/---

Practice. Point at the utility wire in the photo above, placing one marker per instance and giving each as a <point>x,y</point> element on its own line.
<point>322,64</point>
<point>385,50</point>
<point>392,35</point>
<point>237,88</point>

\---

* [Your goal]: Transcribe the full listing, word for word.

* [Your solution]:
Practice. Point at the utility wire in the photo above, placing one marker per instance and giving each as a <point>x,y</point> element on its own line.
<point>322,64</point>
<point>385,50</point>
<point>392,35</point>
<point>237,88</point>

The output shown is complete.